■ **Required work**
Copy, without any changes, the part of the items that opens with the line containing "Place one point per instance of the blue glass" and closes with the line containing "Target: black tv screen", including both of those lines.

■ **Data section**
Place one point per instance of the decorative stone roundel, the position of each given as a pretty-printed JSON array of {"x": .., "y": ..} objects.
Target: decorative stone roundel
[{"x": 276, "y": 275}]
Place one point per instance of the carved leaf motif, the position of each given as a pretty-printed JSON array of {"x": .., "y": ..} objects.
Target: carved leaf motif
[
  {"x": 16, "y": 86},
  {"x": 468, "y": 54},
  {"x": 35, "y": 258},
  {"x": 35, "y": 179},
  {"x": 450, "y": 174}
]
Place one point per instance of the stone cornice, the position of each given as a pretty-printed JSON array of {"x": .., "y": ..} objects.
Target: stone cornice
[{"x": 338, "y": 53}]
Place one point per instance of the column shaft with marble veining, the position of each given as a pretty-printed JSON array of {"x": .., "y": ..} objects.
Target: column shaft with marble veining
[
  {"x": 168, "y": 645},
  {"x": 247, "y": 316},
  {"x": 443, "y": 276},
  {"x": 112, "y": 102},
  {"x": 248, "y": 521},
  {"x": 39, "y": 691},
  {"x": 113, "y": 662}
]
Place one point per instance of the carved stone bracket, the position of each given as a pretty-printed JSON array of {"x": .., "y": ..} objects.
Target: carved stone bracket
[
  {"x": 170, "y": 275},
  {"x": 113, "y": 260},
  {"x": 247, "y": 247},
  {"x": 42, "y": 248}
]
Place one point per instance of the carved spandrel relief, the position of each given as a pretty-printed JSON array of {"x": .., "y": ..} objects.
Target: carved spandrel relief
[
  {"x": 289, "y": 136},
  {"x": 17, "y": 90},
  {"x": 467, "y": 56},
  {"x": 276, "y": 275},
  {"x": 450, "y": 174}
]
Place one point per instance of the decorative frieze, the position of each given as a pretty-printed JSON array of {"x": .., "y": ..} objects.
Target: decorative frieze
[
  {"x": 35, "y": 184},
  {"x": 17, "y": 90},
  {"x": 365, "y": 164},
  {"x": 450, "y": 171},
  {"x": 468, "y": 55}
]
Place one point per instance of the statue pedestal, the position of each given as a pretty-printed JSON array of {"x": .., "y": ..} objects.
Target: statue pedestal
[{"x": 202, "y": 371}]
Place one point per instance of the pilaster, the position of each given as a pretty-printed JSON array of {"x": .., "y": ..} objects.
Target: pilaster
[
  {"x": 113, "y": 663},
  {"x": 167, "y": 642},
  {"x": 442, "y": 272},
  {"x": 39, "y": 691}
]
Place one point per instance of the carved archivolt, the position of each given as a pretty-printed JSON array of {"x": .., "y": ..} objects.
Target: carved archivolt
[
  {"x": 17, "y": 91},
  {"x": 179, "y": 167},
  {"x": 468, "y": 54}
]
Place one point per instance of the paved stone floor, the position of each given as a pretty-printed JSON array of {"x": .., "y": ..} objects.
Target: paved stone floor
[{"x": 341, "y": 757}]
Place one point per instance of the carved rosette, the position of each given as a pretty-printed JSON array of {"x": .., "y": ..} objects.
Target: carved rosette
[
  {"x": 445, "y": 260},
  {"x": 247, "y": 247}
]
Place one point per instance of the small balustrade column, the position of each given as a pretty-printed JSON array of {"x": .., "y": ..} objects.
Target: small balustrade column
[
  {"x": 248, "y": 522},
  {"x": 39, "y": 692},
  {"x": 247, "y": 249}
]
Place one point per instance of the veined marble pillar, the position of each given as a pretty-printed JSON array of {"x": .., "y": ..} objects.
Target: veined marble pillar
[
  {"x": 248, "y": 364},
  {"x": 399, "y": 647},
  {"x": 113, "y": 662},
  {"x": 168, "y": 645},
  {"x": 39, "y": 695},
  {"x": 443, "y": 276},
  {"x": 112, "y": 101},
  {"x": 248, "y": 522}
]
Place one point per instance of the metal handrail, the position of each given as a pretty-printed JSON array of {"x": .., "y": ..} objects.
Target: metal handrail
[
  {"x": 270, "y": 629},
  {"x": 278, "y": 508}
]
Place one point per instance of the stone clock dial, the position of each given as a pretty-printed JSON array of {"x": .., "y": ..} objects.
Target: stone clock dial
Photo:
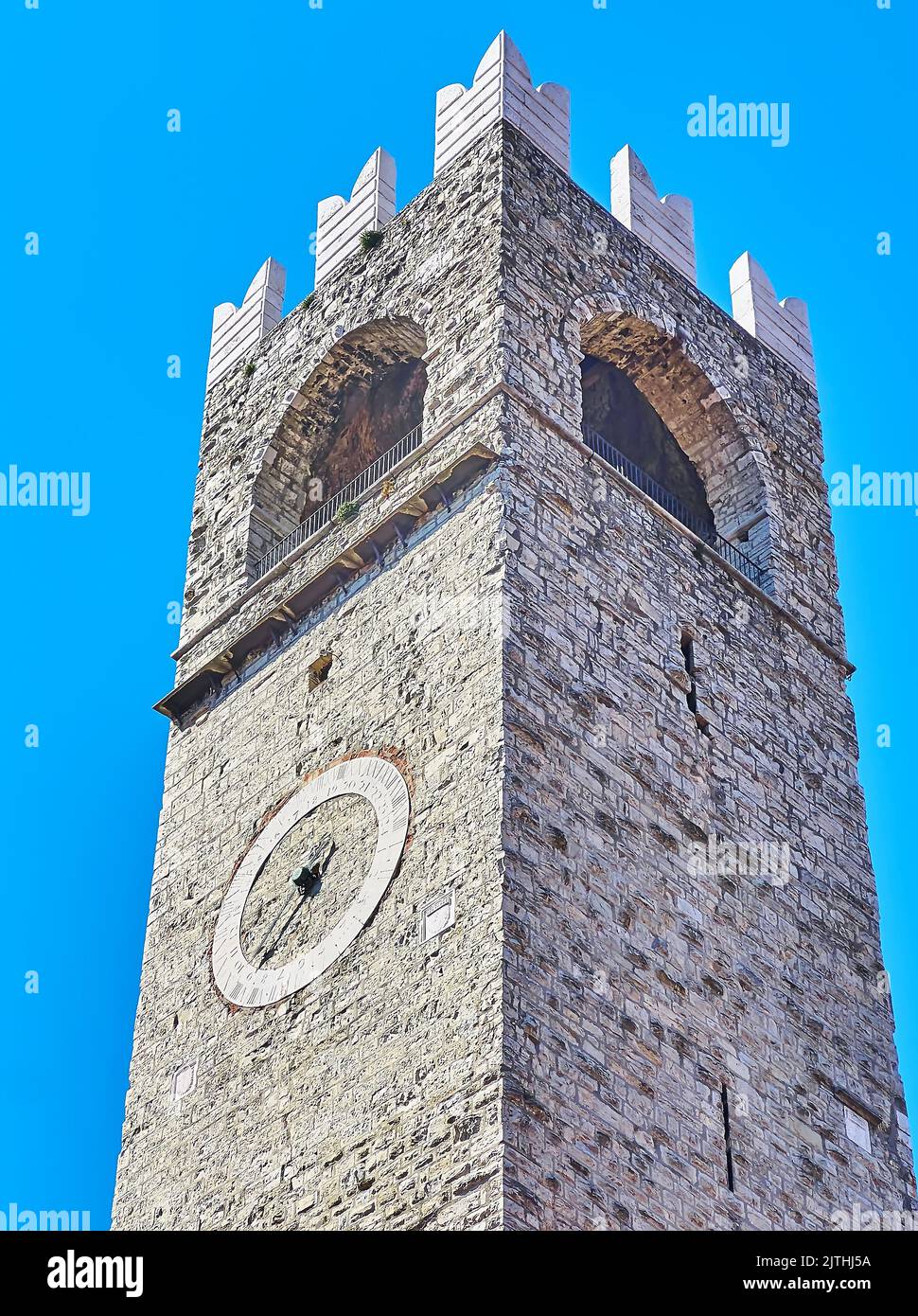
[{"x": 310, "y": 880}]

* * *

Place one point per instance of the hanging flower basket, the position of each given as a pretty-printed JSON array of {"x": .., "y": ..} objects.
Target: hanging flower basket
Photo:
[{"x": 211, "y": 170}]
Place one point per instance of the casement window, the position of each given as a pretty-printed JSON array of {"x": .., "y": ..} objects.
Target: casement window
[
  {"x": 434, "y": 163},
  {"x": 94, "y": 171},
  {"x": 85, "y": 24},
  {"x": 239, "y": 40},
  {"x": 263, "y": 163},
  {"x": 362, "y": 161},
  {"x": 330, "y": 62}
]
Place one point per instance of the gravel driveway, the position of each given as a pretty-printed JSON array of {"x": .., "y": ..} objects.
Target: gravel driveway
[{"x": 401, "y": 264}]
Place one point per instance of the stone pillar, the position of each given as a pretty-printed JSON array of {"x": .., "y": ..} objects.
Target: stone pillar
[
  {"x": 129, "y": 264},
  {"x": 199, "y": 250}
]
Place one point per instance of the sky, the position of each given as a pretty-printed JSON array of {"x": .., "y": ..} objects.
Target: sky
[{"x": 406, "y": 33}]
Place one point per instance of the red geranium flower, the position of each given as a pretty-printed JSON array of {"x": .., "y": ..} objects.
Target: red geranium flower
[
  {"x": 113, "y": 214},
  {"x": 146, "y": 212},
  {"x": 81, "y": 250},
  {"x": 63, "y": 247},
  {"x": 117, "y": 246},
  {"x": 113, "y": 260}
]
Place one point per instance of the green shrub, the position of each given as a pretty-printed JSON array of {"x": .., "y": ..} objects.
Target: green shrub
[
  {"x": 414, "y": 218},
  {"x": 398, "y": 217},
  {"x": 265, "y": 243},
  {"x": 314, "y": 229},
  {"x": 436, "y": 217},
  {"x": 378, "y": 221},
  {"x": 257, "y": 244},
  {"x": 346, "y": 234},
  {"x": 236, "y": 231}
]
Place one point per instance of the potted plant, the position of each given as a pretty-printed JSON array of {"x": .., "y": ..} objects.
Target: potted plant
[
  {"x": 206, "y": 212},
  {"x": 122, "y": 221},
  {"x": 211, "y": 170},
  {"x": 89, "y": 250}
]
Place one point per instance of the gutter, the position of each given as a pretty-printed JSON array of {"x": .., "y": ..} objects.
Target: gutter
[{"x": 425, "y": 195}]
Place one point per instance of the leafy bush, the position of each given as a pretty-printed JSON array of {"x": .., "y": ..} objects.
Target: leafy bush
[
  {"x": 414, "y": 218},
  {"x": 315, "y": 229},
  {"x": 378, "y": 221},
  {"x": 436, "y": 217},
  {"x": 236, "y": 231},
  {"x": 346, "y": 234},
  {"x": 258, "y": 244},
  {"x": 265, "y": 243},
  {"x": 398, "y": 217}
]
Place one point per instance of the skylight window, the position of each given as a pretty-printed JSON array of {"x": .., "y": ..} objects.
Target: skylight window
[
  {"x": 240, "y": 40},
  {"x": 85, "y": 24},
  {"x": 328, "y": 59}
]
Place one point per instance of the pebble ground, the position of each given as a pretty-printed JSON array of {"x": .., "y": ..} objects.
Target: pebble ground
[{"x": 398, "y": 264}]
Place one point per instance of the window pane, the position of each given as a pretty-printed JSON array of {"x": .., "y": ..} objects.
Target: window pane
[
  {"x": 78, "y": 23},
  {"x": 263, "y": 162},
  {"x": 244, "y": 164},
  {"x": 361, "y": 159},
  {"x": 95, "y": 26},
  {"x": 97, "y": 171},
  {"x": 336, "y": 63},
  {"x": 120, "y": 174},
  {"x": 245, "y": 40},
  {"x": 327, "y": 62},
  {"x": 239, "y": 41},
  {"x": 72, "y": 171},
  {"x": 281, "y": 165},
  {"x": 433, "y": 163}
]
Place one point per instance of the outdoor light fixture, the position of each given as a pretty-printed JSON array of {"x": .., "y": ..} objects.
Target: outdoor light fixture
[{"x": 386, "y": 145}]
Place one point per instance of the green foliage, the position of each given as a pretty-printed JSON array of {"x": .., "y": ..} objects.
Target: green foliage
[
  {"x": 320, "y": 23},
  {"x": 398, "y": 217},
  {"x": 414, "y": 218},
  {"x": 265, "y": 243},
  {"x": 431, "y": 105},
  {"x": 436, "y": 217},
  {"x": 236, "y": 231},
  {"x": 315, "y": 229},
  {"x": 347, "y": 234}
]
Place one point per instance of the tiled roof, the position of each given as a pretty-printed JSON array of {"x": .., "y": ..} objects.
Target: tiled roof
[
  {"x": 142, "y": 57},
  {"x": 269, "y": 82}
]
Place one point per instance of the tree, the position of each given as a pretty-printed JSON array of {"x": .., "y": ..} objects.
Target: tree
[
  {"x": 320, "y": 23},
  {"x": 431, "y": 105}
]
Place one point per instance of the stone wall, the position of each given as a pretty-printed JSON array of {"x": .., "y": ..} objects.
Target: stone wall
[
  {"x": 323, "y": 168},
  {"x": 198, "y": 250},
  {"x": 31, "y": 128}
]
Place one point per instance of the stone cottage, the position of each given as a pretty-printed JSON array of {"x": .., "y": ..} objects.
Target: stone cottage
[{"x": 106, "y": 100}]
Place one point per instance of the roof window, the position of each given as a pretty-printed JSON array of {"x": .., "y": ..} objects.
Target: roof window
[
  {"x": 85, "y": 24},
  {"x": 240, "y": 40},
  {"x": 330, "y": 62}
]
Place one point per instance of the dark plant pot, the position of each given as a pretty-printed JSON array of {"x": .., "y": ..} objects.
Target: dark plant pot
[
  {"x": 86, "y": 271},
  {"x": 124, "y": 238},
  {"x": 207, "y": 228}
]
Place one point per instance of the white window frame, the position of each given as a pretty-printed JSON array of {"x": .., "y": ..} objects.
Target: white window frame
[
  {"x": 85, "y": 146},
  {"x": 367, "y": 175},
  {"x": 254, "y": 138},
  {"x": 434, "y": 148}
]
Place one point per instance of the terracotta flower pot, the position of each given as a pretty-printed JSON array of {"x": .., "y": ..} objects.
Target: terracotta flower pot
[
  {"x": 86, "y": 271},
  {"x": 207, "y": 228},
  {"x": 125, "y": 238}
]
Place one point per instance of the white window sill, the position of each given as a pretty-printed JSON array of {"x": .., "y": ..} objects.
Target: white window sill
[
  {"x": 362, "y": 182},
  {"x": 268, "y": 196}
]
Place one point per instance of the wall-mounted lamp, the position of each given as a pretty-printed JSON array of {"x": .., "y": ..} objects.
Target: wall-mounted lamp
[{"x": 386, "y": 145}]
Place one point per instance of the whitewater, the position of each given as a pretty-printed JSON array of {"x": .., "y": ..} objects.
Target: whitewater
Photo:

--

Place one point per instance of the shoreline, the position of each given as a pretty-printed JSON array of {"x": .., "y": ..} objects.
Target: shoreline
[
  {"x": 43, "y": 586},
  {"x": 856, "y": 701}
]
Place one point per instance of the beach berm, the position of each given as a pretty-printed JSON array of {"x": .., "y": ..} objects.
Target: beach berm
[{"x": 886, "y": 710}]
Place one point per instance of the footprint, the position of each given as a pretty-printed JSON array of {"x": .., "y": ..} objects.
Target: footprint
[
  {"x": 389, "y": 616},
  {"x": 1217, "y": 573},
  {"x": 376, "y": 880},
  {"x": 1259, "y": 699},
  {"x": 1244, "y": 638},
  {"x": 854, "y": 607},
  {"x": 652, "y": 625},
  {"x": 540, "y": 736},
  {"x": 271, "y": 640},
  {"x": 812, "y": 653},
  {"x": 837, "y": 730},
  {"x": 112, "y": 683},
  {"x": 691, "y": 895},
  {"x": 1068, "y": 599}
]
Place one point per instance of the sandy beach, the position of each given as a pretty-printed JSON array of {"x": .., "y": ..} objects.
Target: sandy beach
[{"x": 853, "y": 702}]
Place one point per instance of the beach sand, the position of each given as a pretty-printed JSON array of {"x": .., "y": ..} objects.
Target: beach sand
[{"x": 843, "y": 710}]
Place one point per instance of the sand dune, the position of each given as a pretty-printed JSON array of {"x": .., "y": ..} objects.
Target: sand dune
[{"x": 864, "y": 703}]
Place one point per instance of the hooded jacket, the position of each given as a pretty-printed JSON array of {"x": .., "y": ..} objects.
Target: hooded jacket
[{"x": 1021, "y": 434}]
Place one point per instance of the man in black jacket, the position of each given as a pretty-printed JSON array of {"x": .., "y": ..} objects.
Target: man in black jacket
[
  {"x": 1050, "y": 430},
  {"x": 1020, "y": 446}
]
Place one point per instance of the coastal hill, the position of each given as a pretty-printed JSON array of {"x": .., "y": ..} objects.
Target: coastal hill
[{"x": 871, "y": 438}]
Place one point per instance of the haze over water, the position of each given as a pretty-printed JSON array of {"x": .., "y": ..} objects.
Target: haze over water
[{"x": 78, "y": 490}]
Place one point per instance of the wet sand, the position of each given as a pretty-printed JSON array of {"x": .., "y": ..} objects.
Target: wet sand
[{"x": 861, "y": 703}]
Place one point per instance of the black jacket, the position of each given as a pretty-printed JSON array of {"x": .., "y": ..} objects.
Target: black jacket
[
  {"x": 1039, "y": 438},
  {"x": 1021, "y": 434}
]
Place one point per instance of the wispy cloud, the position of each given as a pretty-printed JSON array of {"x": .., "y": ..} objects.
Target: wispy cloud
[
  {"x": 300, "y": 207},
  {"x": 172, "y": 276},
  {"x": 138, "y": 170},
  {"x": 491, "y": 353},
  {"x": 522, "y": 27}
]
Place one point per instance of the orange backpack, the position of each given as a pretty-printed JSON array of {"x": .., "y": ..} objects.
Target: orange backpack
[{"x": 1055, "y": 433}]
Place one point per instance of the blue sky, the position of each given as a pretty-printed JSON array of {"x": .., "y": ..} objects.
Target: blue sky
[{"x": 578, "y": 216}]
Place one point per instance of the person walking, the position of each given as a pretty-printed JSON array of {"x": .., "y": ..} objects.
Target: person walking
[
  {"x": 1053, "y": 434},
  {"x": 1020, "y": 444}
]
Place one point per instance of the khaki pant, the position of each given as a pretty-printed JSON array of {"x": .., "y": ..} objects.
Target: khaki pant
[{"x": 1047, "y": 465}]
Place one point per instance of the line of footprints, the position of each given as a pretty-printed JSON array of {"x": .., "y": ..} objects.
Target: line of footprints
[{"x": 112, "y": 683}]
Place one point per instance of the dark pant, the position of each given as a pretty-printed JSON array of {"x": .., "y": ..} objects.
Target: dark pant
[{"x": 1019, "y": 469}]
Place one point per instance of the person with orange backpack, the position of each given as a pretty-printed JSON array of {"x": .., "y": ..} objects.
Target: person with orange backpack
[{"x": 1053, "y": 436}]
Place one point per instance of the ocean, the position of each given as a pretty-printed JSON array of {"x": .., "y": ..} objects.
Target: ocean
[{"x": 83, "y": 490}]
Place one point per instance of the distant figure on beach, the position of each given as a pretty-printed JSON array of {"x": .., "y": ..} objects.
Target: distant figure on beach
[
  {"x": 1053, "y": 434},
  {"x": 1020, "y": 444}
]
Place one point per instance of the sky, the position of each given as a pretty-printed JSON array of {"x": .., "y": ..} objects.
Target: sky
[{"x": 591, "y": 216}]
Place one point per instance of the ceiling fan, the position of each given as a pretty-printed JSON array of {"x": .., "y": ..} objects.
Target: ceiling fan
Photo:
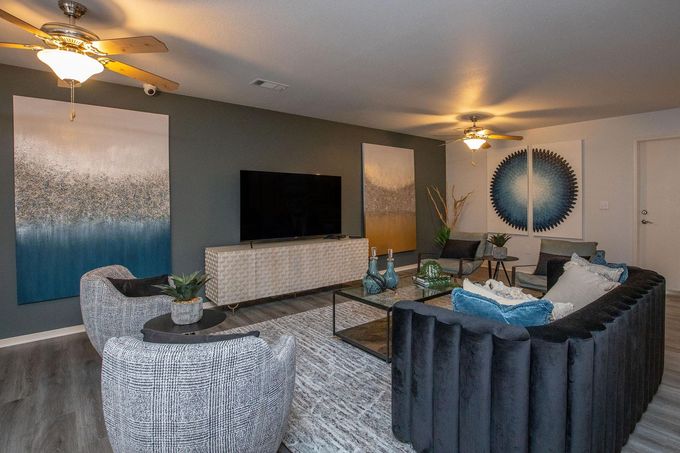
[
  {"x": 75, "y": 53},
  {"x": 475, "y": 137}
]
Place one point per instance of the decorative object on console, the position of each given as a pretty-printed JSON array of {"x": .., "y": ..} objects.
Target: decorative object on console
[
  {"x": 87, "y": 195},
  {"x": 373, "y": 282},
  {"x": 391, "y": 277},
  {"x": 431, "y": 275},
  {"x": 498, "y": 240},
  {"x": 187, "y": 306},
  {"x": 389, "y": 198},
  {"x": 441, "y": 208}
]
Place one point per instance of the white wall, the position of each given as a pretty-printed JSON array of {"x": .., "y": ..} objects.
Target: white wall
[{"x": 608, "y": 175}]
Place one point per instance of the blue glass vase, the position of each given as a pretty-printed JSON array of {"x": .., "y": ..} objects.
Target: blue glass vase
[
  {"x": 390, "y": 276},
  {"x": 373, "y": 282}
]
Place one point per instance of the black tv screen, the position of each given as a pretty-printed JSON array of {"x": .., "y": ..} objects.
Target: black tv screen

■ **Answer to the exercise**
Place one point per instance of the blue glass vase, the position of each given as a pretty-printed JSON array of {"x": .., "y": ..} objects.
Target: blue glass vase
[
  {"x": 390, "y": 276},
  {"x": 373, "y": 282}
]
Place one point per instance of the black tv screen, the position of each given as a pretty-printed JSON array of {"x": .., "y": ..} objects.
Target: black tv screen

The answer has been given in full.